>> BEGIN Input records

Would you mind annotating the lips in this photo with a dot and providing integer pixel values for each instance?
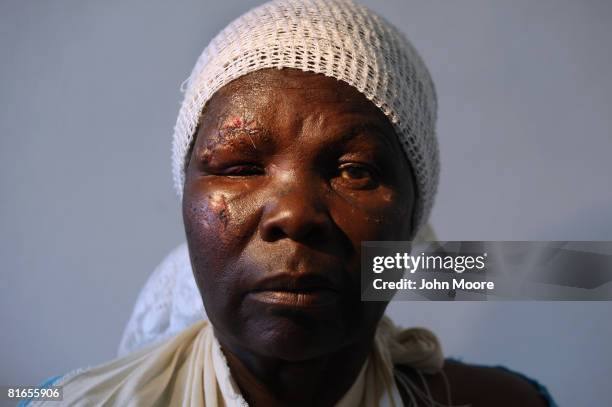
(296, 291)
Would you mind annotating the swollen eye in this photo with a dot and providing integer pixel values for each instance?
(242, 170)
(355, 172)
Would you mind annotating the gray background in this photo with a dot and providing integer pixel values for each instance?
(89, 96)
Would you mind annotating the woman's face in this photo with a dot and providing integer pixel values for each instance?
(289, 173)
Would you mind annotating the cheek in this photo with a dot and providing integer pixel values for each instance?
(217, 225)
(382, 214)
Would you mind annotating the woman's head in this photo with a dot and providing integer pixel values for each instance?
(284, 172)
(289, 173)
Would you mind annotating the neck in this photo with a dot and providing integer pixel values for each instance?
(321, 381)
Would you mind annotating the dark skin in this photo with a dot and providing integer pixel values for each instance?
(289, 173)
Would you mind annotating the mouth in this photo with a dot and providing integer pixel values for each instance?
(303, 291)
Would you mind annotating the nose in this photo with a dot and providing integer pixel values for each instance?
(296, 209)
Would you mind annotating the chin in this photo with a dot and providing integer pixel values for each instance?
(294, 337)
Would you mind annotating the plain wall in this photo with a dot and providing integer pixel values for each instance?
(89, 96)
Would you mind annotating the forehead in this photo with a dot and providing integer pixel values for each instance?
(284, 97)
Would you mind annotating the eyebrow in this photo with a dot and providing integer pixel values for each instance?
(370, 128)
(255, 138)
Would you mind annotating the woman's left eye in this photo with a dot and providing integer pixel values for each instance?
(360, 175)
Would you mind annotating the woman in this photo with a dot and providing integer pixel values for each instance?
(307, 128)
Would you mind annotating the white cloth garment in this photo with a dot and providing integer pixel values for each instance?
(170, 301)
(190, 370)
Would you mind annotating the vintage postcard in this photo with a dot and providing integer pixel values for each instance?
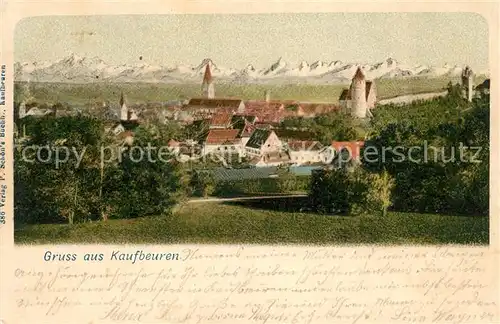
(260, 163)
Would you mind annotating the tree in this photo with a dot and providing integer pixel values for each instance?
(380, 192)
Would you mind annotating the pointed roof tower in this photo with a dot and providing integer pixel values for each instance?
(359, 75)
(207, 78)
(122, 100)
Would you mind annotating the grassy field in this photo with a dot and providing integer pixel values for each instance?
(262, 223)
(148, 92)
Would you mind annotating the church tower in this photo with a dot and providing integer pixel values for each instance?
(467, 82)
(123, 108)
(359, 106)
(207, 87)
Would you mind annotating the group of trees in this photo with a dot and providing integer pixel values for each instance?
(81, 189)
(431, 156)
(327, 127)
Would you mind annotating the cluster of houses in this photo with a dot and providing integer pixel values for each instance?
(248, 128)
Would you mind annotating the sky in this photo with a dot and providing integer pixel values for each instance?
(258, 39)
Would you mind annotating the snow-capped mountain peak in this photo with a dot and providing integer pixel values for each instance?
(81, 69)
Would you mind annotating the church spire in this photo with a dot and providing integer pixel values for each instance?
(207, 85)
(207, 78)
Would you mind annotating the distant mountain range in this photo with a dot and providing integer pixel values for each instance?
(77, 69)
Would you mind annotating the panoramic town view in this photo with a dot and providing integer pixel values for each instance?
(116, 142)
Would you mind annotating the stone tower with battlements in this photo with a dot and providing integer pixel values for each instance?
(467, 83)
(359, 105)
(207, 86)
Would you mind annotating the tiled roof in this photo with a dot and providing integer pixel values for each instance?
(274, 157)
(259, 137)
(221, 119)
(125, 134)
(317, 108)
(207, 77)
(304, 145)
(241, 119)
(346, 93)
(223, 174)
(214, 103)
(289, 134)
(221, 136)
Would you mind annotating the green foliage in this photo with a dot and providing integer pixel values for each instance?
(334, 126)
(79, 191)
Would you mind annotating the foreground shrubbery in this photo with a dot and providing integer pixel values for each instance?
(350, 191)
(77, 192)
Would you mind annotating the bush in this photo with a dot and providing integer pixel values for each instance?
(351, 192)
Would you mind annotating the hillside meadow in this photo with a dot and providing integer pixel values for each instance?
(82, 94)
(263, 223)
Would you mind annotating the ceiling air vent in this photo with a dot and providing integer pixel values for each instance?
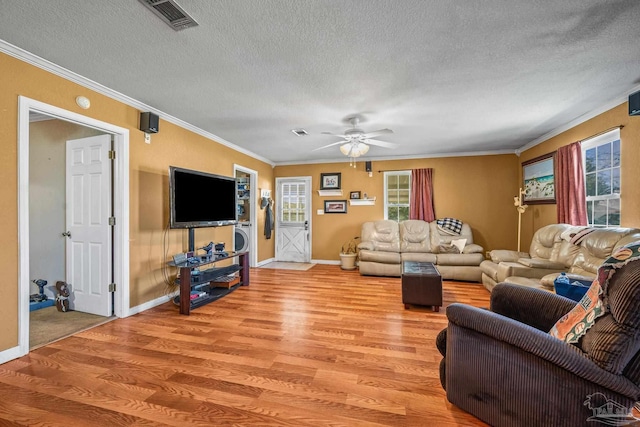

>> END Input records

Short exercise
Reproduce every line of the data above verbatim, from the first through the last, omitting the pictures.

Exercise output
Would you mind annotating the lips in this photo with a dot and providing integer pixel values for each instance?
(296, 291)
Would you mind annotating the swollen eye in this photo with a dot and providing integer pixel values for each instance?
(242, 170)
(355, 172)
Would you mind annotating the gray background in this photo with a dot and providing integer pixel values for each instance?
(89, 96)
Would you mind annotating the woman's face in this photo with a dot and providing integer pixel values for each instance?
(289, 173)
Would you mind annotating the cheek in this photo with a dot and providing integer pixel values for each instance?
(217, 225)
(382, 214)
Would you mind annotating the woman's head in this photo with a dot and providing integer pixel values for each instance?
(284, 172)
(289, 173)
Would you mind annotating the neck in this photo with a dot and providing integer pixel values for each instance?
(321, 381)
Would you mind annotating the dark skin in this photo with a dot and providing integer pixel values for each instance?
(289, 173)
Would you mind annotating the mouth in this photo with a dot and providing integer pixel values for each instance?
(303, 291)
Would you mind annotating the nose in this photo with a dot and providing integer pixel values for each instance?
(296, 209)
Would you mind annotating the chin in this photo with a dot and providing integer pixel values for each instance?
(294, 337)
Would you mind annotating the plain wall in this photo with a dot and providing integer pixel values for each instance?
(89, 96)
Would you mind annotating the forehead in this photo with a dot and providing integer pixel values for each instance?
(284, 97)
Would you mind annotating the eyebrow in this photo with a dot and providing integer pixel values for each instance?
(370, 128)
(255, 138)
Would you mind annotating the woman's left eye in this photo with a dot and providing integer pixel values for each instance?
(360, 175)
Would you mind annotating the woman in this photo with a dot and providing integer pixel values for each instance?
(307, 128)
Would you mind annotating the white cloth garment in this photo with a dot and providing integer pixel values for each instance?
(170, 301)
(190, 370)
Would you mind annotating the vintage postcard in this photo with a dot and providing integer pixel values for each instance?
(260, 163)
Would you mind annotating the tree in this photo with a dot and providing integer pixel values for each instance?
(380, 192)
Would you mind annotating the pointed roof tower in this photo with a dot and providing integer pixel values for each instance?
(359, 75)
(207, 78)
(122, 100)
Would you mind annotating the grassy field in this photo with a dot and providing integer pixel values for each instance?
(262, 223)
(148, 92)
Would you mind annotating the church tower in this photo with a dot and providing integer pixel values for each instance?
(467, 82)
(123, 108)
(359, 106)
(207, 87)
Would you mind annotating the group of trees in this photo with a dot and providing integer pixel values for each instance?
(81, 189)
(431, 156)
(327, 127)
Would you mind annotating the cluster of houses in this photo with a dot and providing integer pixel values for each instance?
(248, 128)
Would you mind annotating the sky in this photo with a dot and providing integer pixel values for each instance?
(258, 39)
Would you mind annotating the snow-capped mountain peak in this photo with a dot and providing integer pixel values for each instance?
(81, 69)
Would you mind annotating the church spire in this photo with a dot and providing integer pixel values for each instance?
(207, 85)
(207, 78)
Would you mind annotating the distant mountain range in this photo with a dot and providing integer pixel values for each instance?
(77, 69)
Would you mind annotating the panoramic town view in this photo with a dot and providing integer pixel values for each instance?
(116, 142)
Would you mind annotating the stone tower with battlements in this photo with a dot and providing integer pixel values for each instance?
(467, 83)
(359, 105)
(207, 86)
Would you mind annotating the tiled roof in this photo with a dot and providing integer pixel values for each instance?
(274, 157)
(259, 137)
(221, 119)
(125, 134)
(317, 108)
(207, 77)
(304, 145)
(241, 119)
(346, 93)
(223, 174)
(214, 103)
(289, 134)
(221, 136)
Would you mind annotating the green foliage in this photo with a dot and providing integer pixel values for each instance?
(334, 126)
(79, 191)
Would you mind annotating the foreground shrubbery in this photo with a dot and providing integer pixel values for each instance?
(350, 191)
(77, 192)
Would you mind annotating the bush in this photo with a dot and providing integer pixel values for each instance?
(351, 192)
Would you mind annotating the hillside meadow in this photo with a dot and providing integer pixel values for each instance?
(82, 94)
(263, 223)
Would you mind annotating the ceiling air vent in this photo with a dot and providing integer pixel values for each instance?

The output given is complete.